> [WHAT YOU HAVE TO DO] Locate every line in the records below that contains the word "chair" and copy each of those lines.

> [Coordinate annotation records]
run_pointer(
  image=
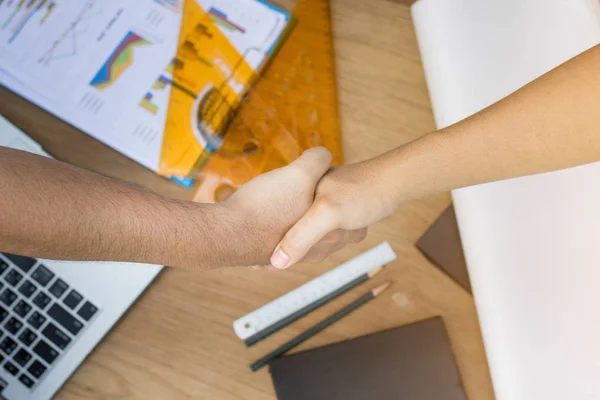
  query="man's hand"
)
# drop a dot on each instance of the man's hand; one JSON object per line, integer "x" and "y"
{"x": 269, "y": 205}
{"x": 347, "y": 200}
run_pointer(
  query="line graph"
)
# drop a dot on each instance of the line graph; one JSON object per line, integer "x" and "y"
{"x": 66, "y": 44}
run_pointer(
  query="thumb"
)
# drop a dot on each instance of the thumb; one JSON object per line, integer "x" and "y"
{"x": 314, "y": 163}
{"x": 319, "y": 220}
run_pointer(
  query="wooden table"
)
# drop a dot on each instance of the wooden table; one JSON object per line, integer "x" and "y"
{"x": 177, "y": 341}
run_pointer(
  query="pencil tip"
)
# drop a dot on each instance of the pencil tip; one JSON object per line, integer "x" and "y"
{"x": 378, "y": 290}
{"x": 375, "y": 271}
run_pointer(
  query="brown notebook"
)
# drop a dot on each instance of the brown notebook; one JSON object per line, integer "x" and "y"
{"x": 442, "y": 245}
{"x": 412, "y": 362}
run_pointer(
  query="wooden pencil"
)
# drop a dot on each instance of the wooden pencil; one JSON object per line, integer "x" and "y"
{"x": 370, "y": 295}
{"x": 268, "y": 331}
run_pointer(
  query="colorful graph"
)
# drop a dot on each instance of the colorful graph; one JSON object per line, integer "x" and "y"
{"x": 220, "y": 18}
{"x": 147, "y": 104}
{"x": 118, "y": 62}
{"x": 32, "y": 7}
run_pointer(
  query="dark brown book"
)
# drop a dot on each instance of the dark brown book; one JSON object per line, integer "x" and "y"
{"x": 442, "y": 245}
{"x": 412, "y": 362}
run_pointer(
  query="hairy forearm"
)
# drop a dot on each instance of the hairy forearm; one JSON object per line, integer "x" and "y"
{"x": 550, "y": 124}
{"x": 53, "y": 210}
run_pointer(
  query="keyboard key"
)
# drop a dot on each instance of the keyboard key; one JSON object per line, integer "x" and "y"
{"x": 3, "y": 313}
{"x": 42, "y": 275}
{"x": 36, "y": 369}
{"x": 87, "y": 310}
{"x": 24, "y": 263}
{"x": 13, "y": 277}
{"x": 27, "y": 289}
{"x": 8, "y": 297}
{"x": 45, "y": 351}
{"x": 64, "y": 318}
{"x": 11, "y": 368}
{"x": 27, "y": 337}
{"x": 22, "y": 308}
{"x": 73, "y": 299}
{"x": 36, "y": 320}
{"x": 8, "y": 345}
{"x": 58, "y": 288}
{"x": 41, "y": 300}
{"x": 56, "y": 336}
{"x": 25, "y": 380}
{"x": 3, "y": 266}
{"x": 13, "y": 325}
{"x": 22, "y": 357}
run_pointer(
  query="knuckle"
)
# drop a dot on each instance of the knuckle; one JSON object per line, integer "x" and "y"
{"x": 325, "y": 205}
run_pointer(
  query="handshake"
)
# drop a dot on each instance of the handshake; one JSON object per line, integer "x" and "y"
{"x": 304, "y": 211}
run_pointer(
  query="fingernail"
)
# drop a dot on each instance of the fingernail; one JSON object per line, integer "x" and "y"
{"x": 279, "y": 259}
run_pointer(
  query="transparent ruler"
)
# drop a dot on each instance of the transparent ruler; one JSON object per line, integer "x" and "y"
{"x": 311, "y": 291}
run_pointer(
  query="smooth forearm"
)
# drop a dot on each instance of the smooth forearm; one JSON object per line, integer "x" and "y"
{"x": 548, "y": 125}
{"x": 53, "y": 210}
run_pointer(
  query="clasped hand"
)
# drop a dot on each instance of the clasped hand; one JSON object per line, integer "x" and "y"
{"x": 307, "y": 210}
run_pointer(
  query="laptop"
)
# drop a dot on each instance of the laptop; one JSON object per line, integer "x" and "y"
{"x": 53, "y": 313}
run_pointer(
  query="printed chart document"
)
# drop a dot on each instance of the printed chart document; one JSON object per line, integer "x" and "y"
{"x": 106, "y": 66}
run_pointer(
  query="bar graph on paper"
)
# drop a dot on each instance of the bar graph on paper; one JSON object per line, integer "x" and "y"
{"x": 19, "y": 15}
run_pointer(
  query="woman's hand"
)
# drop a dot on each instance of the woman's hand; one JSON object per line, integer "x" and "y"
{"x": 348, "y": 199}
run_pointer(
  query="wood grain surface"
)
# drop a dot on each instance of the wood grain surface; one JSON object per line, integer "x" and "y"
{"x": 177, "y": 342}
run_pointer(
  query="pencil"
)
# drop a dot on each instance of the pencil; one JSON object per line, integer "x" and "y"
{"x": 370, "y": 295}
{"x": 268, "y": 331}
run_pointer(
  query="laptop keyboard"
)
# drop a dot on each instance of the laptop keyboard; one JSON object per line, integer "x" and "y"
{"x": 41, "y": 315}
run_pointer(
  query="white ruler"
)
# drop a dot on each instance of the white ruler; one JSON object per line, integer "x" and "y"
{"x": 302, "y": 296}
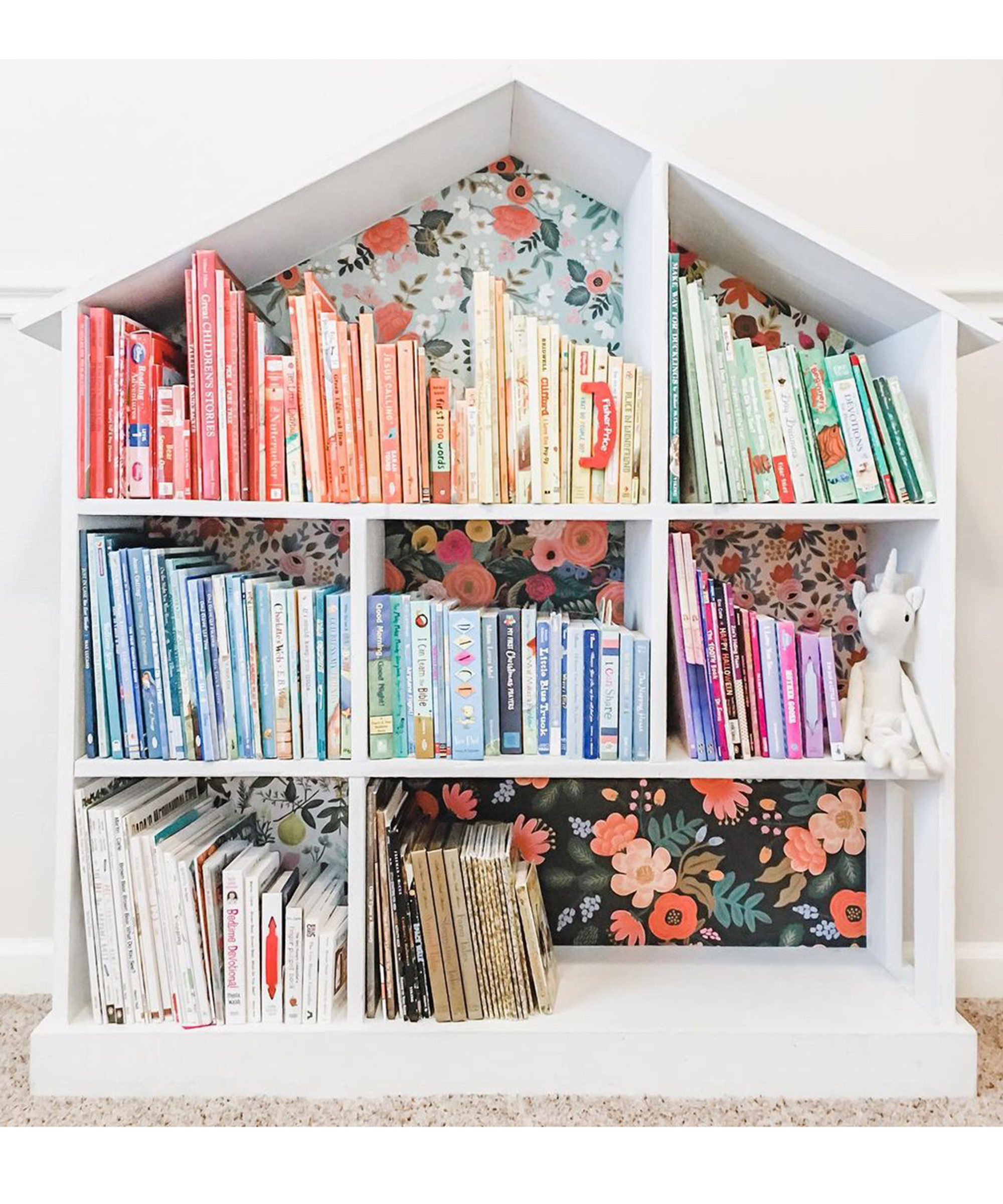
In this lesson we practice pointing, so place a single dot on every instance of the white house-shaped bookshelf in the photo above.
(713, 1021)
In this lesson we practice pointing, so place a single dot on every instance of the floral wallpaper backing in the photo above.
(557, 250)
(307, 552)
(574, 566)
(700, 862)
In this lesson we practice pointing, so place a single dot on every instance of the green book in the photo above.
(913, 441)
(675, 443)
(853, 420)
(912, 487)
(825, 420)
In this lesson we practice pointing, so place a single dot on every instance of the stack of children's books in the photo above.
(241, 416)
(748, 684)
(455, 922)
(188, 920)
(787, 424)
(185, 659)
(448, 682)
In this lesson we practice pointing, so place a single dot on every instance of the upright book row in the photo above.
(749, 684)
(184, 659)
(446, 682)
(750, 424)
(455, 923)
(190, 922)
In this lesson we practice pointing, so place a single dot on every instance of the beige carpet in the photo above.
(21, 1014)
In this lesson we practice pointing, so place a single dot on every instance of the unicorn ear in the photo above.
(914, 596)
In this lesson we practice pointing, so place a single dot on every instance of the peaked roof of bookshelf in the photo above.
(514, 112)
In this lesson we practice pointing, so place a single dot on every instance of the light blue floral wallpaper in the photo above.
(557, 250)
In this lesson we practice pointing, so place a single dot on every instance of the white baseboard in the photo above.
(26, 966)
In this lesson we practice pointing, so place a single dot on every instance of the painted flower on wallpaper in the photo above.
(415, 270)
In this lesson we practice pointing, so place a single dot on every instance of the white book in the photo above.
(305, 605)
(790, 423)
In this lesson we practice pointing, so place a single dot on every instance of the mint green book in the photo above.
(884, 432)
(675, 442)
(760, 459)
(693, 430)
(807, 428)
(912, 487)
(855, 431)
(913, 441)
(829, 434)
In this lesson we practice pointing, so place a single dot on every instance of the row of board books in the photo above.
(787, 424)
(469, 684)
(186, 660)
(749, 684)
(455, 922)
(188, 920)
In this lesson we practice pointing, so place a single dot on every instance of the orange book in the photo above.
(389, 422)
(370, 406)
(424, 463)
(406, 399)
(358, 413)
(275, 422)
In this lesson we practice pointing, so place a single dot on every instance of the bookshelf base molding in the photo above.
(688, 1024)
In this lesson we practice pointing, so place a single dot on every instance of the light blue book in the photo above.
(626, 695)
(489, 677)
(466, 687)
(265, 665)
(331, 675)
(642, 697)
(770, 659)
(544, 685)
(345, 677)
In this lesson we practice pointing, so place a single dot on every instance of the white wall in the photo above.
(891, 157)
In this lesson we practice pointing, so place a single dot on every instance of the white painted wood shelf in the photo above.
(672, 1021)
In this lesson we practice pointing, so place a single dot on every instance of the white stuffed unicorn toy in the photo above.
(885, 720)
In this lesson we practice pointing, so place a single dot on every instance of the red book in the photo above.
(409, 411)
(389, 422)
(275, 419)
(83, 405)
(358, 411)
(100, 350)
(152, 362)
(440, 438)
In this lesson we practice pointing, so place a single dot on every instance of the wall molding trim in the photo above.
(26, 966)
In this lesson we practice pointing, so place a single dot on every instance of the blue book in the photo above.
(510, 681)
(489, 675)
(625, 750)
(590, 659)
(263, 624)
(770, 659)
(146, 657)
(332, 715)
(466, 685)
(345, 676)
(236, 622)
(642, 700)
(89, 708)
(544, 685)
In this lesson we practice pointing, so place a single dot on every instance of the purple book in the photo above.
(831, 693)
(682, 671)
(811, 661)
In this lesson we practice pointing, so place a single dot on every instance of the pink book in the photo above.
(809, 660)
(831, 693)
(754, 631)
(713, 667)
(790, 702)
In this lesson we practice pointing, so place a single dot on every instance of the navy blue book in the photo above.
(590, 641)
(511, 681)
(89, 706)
* * *
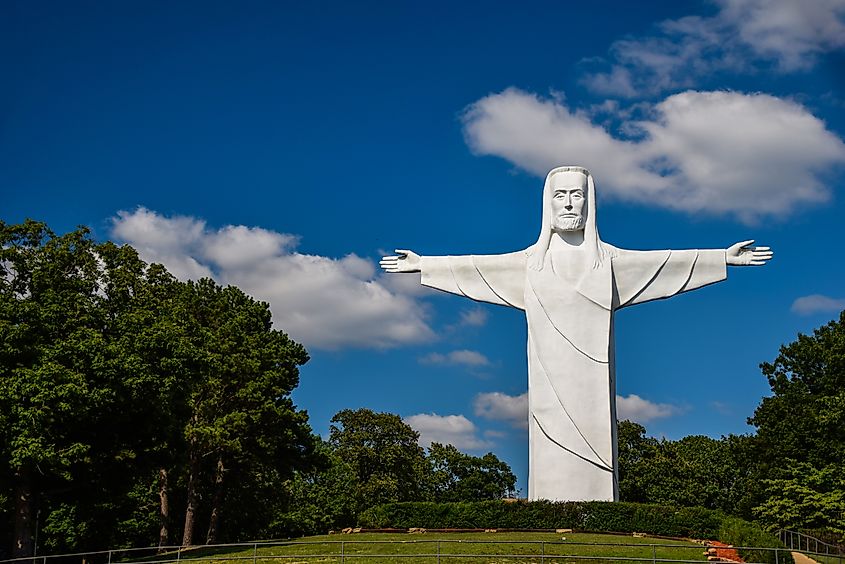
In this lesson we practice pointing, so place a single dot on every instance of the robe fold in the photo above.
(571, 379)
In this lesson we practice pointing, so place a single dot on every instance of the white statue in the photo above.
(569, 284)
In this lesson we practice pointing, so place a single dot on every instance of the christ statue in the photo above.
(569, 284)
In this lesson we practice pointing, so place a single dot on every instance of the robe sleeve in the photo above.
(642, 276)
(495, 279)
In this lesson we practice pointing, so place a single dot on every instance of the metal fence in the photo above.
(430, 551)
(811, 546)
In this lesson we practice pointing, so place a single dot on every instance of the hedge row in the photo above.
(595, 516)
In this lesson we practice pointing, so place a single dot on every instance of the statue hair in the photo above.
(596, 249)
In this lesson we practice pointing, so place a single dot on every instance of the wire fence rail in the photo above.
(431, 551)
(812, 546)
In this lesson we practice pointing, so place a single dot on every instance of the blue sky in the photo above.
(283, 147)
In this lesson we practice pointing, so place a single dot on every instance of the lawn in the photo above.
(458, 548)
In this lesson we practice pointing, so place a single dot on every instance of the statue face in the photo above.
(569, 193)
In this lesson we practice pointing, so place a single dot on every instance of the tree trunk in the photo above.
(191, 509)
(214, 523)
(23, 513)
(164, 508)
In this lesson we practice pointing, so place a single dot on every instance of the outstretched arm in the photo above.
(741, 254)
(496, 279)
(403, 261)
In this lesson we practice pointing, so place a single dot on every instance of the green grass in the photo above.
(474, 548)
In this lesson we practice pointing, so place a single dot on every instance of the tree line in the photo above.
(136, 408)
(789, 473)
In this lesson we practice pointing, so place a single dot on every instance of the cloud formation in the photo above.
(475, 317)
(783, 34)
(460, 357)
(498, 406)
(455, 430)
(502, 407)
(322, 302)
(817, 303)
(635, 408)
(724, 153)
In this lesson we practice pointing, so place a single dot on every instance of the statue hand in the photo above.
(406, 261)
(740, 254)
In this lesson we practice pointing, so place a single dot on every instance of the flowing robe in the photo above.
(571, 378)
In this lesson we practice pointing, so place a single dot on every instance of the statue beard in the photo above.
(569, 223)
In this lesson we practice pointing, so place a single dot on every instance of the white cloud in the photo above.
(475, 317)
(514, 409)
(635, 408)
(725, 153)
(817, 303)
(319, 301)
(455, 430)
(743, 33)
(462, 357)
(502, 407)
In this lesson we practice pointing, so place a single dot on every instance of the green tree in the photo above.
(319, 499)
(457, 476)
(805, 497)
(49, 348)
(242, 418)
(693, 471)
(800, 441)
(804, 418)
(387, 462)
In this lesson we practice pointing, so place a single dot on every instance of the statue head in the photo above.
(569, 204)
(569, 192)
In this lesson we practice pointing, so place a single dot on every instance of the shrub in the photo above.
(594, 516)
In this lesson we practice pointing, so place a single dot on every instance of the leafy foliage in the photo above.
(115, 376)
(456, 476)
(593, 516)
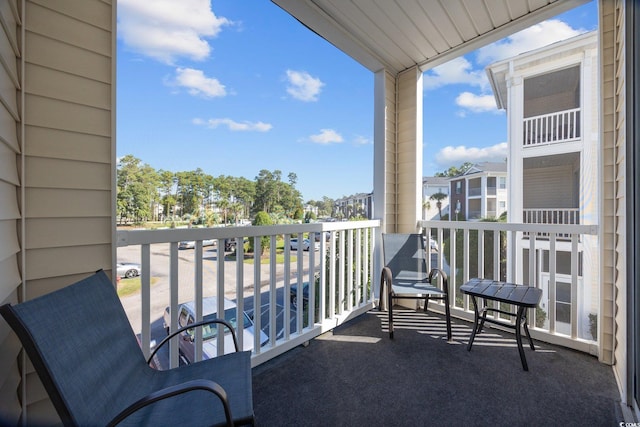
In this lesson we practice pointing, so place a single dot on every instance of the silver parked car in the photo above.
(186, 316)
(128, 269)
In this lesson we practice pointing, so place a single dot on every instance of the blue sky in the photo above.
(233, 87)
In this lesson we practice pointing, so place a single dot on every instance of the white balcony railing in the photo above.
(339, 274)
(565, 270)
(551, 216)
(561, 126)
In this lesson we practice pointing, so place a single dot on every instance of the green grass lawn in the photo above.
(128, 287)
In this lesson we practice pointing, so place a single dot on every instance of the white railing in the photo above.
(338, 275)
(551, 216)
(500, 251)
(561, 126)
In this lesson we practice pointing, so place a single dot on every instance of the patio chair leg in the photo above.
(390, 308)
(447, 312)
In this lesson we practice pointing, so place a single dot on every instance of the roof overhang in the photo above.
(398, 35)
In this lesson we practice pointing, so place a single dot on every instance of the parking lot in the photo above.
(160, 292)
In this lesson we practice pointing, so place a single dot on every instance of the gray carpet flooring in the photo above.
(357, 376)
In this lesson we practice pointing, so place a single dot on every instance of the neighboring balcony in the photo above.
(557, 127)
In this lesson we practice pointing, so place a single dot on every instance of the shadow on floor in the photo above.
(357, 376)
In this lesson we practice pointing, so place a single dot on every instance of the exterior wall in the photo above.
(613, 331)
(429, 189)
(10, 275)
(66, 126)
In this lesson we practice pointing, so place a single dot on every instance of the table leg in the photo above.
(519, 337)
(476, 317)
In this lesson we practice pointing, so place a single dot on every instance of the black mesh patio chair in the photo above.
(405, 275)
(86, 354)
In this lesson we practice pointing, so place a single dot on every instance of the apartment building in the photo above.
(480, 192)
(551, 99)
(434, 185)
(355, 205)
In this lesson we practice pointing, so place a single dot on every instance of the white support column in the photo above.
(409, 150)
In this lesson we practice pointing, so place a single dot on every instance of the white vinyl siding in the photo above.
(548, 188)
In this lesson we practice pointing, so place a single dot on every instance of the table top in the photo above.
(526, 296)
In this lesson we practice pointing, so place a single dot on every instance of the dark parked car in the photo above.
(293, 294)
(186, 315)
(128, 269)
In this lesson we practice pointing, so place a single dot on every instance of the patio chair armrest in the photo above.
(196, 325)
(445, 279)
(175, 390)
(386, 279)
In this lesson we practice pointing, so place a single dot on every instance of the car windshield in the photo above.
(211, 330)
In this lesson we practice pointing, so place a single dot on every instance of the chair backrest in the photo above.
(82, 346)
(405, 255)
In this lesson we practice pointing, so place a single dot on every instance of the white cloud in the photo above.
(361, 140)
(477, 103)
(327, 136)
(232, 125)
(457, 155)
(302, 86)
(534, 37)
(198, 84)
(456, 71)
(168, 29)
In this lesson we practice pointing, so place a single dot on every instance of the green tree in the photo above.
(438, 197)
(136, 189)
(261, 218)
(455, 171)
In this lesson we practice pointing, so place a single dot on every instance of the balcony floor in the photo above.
...
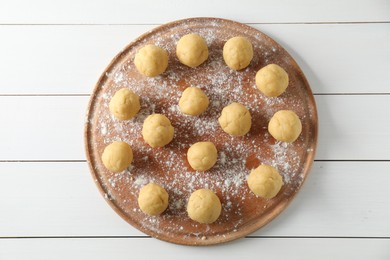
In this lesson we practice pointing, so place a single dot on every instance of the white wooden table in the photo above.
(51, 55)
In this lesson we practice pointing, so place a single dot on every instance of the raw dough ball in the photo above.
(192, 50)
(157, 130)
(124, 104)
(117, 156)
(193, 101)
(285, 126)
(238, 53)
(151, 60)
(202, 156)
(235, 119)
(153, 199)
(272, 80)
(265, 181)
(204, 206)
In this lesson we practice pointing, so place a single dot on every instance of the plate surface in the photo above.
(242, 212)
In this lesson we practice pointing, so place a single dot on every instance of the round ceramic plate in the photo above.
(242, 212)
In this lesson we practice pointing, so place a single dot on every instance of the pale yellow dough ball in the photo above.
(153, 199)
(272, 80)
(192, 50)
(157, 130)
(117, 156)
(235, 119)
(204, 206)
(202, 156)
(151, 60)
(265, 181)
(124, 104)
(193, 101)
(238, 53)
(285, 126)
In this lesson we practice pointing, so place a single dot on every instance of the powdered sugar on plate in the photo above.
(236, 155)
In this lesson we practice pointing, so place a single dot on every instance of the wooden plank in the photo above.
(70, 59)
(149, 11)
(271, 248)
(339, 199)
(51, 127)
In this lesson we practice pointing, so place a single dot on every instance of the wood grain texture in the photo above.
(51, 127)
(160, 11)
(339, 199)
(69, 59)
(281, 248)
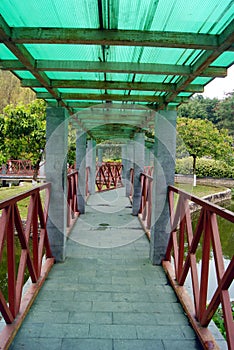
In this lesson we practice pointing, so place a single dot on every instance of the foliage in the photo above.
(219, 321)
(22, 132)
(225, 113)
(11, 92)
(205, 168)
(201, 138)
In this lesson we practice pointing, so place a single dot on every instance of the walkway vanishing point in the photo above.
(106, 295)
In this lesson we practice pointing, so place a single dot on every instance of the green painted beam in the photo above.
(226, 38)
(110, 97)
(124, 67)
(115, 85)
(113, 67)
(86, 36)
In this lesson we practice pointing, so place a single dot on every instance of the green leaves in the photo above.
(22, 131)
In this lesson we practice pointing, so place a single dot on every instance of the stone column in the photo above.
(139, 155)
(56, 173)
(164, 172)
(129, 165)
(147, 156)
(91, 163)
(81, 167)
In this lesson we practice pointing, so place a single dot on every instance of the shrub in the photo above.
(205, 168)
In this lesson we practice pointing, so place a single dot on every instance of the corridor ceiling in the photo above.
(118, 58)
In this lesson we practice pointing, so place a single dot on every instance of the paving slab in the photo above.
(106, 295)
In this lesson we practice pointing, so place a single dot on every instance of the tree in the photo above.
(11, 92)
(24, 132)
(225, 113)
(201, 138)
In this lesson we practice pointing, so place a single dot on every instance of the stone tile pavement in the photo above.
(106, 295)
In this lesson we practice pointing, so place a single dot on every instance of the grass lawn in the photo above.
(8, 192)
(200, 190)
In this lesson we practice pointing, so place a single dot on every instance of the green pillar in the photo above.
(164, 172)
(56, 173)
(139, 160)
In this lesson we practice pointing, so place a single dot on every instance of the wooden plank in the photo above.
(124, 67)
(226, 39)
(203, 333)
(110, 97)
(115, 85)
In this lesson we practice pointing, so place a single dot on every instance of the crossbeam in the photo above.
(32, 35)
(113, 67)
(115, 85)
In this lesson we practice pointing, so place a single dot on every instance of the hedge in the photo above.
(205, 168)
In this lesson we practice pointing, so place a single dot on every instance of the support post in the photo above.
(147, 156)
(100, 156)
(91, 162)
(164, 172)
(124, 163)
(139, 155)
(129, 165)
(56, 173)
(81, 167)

> [TASK RESULT]
In this lesson we practice pointing, so place a single dot on every instance of the patio chair leg in the photo above.
In this lesson we practice pointing, so place a single dot on every instance of the black mesh patio chair in the photo above.
In this lesson we practice pointing, so place a single dot on every instance of the patio chair armrest in the photo above.
In this lesson we practice pointing, so place a single dot on every instance of the chair backrest in the photo above.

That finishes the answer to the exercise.